### [Extracted material]
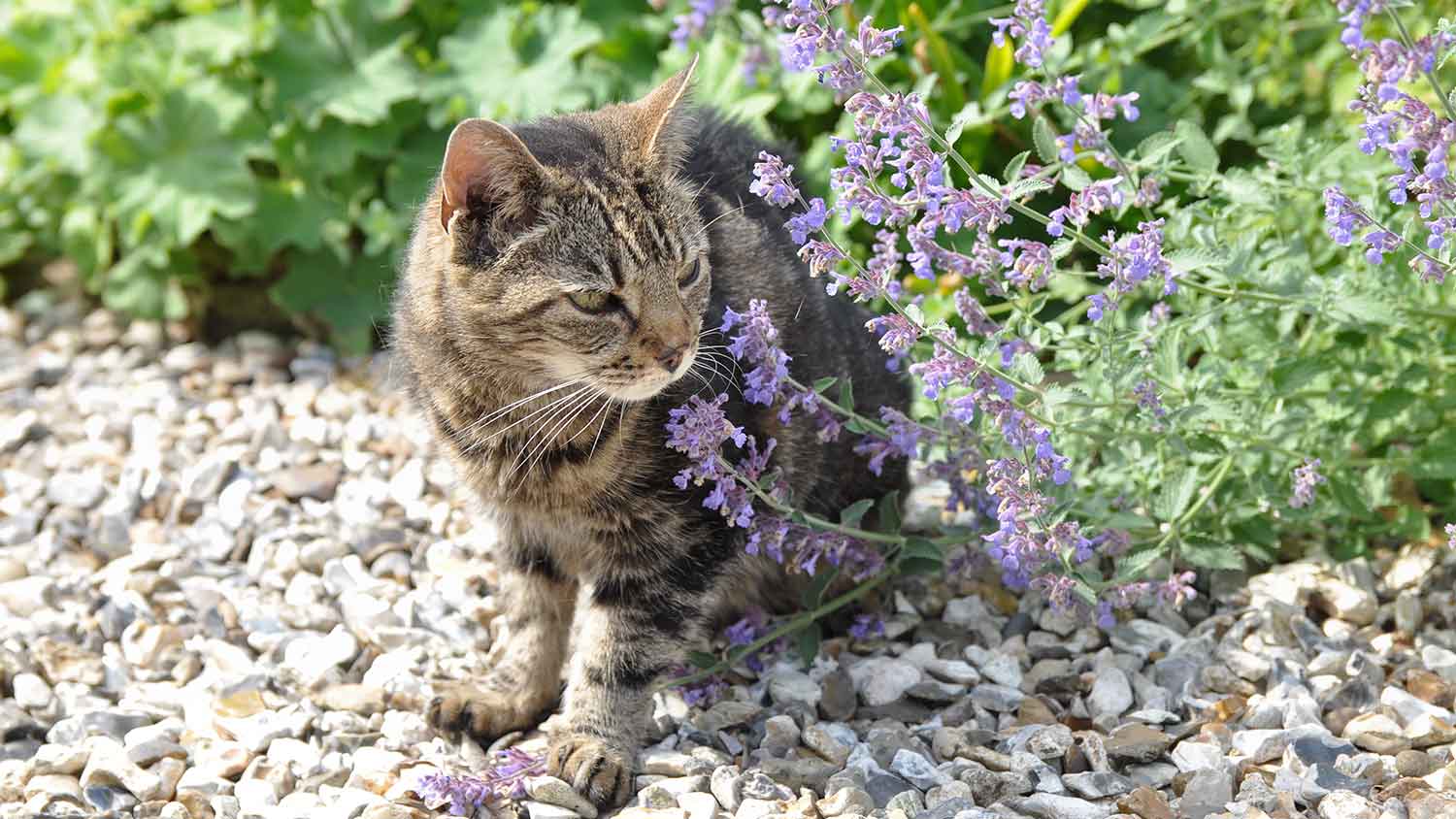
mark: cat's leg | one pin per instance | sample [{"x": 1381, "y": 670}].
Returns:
[
  {"x": 634, "y": 627},
  {"x": 524, "y": 678}
]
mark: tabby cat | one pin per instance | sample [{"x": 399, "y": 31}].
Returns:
[{"x": 561, "y": 294}]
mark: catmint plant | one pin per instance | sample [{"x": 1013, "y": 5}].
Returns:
[{"x": 1104, "y": 483}]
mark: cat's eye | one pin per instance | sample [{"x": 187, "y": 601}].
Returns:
[
  {"x": 591, "y": 300},
  {"x": 690, "y": 273}
]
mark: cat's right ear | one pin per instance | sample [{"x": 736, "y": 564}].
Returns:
[{"x": 485, "y": 165}]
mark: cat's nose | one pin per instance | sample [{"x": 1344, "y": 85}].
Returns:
[{"x": 670, "y": 358}]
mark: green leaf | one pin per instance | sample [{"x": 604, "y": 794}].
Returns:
[
  {"x": 1135, "y": 563},
  {"x": 809, "y": 641},
  {"x": 1075, "y": 180},
  {"x": 188, "y": 165},
  {"x": 1044, "y": 139},
  {"x": 513, "y": 64},
  {"x": 1206, "y": 553},
  {"x": 890, "y": 512},
  {"x": 846, "y": 395},
  {"x": 1012, "y": 171},
  {"x": 1176, "y": 493},
  {"x": 814, "y": 591},
  {"x": 317, "y": 76},
  {"x": 855, "y": 512},
  {"x": 1196, "y": 148},
  {"x": 920, "y": 556}
]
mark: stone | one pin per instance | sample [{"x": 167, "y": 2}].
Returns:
[
  {"x": 1376, "y": 732},
  {"x": 996, "y": 697},
  {"x": 823, "y": 742},
  {"x": 317, "y": 481},
  {"x": 791, "y": 687},
  {"x": 917, "y": 770},
  {"x": 555, "y": 792},
  {"x": 1146, "y": 803},
  {"x": 1053, "y": 806},
  {"x": 108, "y": 766},
  {"x": 1098, "y": 784},
  {"x": 1206, "y": 793},
  {"x": 1050, "y": 742},
  {"x": 1344, "y": 804},
  {"x": 881, "y": 681},
  {"x": 847, "y": 801},
  {"x": 725, "y": 784},
  {"x": 838, "y": 697},
  {"x": 1138, "y": 743},
  {"x": 1111, "y": 694}
]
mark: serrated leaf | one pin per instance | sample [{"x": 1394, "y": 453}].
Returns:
[
  {"x": 702, "y": 659},
  {"x": 186, "y": 165},
  {"x": 1024, "y": 188},
  {"x": 1203, "y": 553},
  {"x": 1196, "y": 148},
  {"x": 890, "y": 512},
  {"x": 855, "y": 512},
  {"x": 1176, "y": 495},
  {"x": 815, "y": 588},
  {"x": 809, "y": 643},
  {"x": 1156, "y": 146},
  {"x": 1012, "y": 171},
  {"x": 513, "y": 64},
  {"x": 1135, "y": 563},
  {"x": 314, "y": 76},
  {"x": 1365, "y": 309},
  {"x": 1044, "y": 139},
  {"x": 1075, "y": 180}
]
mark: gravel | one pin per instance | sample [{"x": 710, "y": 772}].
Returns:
[{"x": 230, "y": 576}]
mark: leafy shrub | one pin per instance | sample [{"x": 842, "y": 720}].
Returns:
[{"x": 1136, "y": 361}]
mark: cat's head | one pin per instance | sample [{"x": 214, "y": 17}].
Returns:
[{"x": 573, "y": 250}]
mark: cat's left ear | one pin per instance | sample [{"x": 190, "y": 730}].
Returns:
[{"x": 661, "y": 121}]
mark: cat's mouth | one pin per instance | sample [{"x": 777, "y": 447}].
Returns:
[{"x": 644, "y": 387}]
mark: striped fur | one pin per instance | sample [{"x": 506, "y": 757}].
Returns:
[{"x": 596, "y": 540}]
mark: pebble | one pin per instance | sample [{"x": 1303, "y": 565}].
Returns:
[{"x": 279, "y": 576}]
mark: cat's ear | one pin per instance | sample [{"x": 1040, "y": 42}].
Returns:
[
  {"x": 660, "y": 118},
  {"x": 485, "y": 165}
]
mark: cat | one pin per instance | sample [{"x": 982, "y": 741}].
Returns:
[{"x": 561, "y": 293}]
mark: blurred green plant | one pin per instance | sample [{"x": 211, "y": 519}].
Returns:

### [Direction]
Omit every picture, then repeat the remaining data exactly as it appears above.

### [Finished exercise]
mark: cat's leg | one pin per instance | sample [{"x": 1381, "y": 670}].
Returns:
[
  {"x": 634, "y": 627},
  {"x": 524, "y": 678}
]
mark: tabby cat | one pin per instance | sample [{"x": 399, "y": 31}].
Returns:
[{"x": 561, "y": 294}]
mark: catmint plant | one pin per instance | sample [{"x": 1013, "y": 5}].
Returns:
[{"x": 1104, "y": 483}]
mark: cat's eye | one pin per instance | sample [{"x": 187, "y": 601}].
Returns:
[
  {"x": 591, "y": 300},
  {"x": 690, "y": 273}
]
mark: cat's right ear | one pin per instance | sample [{"x": 736, "y": 564}].
Returns:
[{"x": 485, "y": 165}]
mark: cat's nose | one pin per instance | sample [{"x": 1344, "y": 85}].
Returns:
[{"x": 670, "y": 358}]
mark: green leaf | one pin per instance | sample [{"x": 604, "y": 794}].
Returns:
[
  {"x": 1135, "y": 563},
  {"x": 809, "y": 641},
  {"x": 1075, "y": 180},
  {"x": 188, "y": 165},
  {"x": 1044, "y": 139},
  {"x": 513, "y": 64},
  {"x": 1206, "y": 553},
  {"x": 890, "y": 512},
  {"x": 846, "y": 395},
  {"x": 1012, "y": 171},
  {"x": 1176, "y": 493},
  {"x": 814, "y": 591},
  {"x": 317, "y": 76},
  {"x": 855, "y": 512},
  {"x": 1196, "y": 148},
  {"x": 920, "y": 556}
]
mark: stone | one pin per instance | sample [{"x": 167, "y": 2}].
Returns:
[
  {"x": 1376, "y": 732},
  {"x": 996, "y": 697},
  {"x": 823, "y": 742},
  {"x": 317, "y": 481},
  {"x": 791, "y": 687},
  {"x": 917, "y": 770},
  {"x": 555, "y": 792},
  {"x": 1146, "y": 803},
  {"x": 1053, "y": 806},
  {"x": 108, "y": 766},
  {"x": 1098, "y": 784},
  {"x": 1206, "y": 793},
  {"x": 1050, "y": 742},
  {"x": 1344, "y": 804},
  {"x": 881, "y": 681},
  {"x": 847, "y": 801},
  {"x": 725, "y": 784},
  {"x": 838, "y": 697},
  {"x": 1138, "y": 743},
  {"x": 1111, "y": 694}
]
mark: serrated leaf | one pin per instance | sample [{"x": 1394, "y": 453}].
Returns:
[
  {"x": 702, "y": 659},
  {"x": 186, "y": 165},
  {"x": 1024, "y": 188},
  {"x": 1203, "y": 553},
  {"x": 1196, "y": 148},
  {"x": 890, "y": 512},
  {"x": 855, "y": 512},
  {"x": 1176, "y": 495},
  {"x": 815, "y": 588},
  {"x": 809, "y": 643},
  {"x": 1156, "y": 146},
  {"x": 1012, "y": 171},
  {"x": 513, "y": 64},
  {"x": 1135, "y": 563},
  {"x": 314, "y": 76},
  {"x": 1365, "y": 309},
  {"x": 1044, "y": 139},
  {"x": 1075, "y": 180}
]
mark: gravel | one pin per instance | sample [{"x": 710, "y": 772}].
Returns:
[{"x": 230, "y": 576}]
mark: leafy shrub | one pin per instance | sample [{"x": 842, "y": 720}].
Returns:
[{"x": 1136, "y": 361}]
mark: cat's head | one pin per instance | sample [{"x": 214, "y": 17}].
Returns:
[{"x": 573, "y": 250}]
mark: cat's left ear | one pin per instance | sample [{"x": 190, "y": 730}].
Returns:
[{"x": 661, "y": 121}]
mark: cat's mouth | one pin per instance | sample [{"x": 777, "y": 447}].
Returns:
[{"x": 644, "y": 387}]
mark: striped fur | one pin per instance | sample [{"x": 506, "y": 757}].
Returns:
[{"x": 596, "y": 540}]
mark: pebble | one pin per instance | sample [{"x": 1303, "y": 565}].
Returns:
[{"x": 279, "y": 576}]
mark: cat's ear | one pin per instance | sample [{"x": 1040, "y": 42}].
Returns:
[
  {"x": 660, "y": 118},
  {"x": 485, "y": 165}
]
mark: cat | one pin per instance | sample [{"x": 982, "y": 741}].
Returns:
[{"x": 561, "y": 293}]
mark: blurred green plant | one pin per instance | sample [{"x": 211, "y": 519}].
Returns:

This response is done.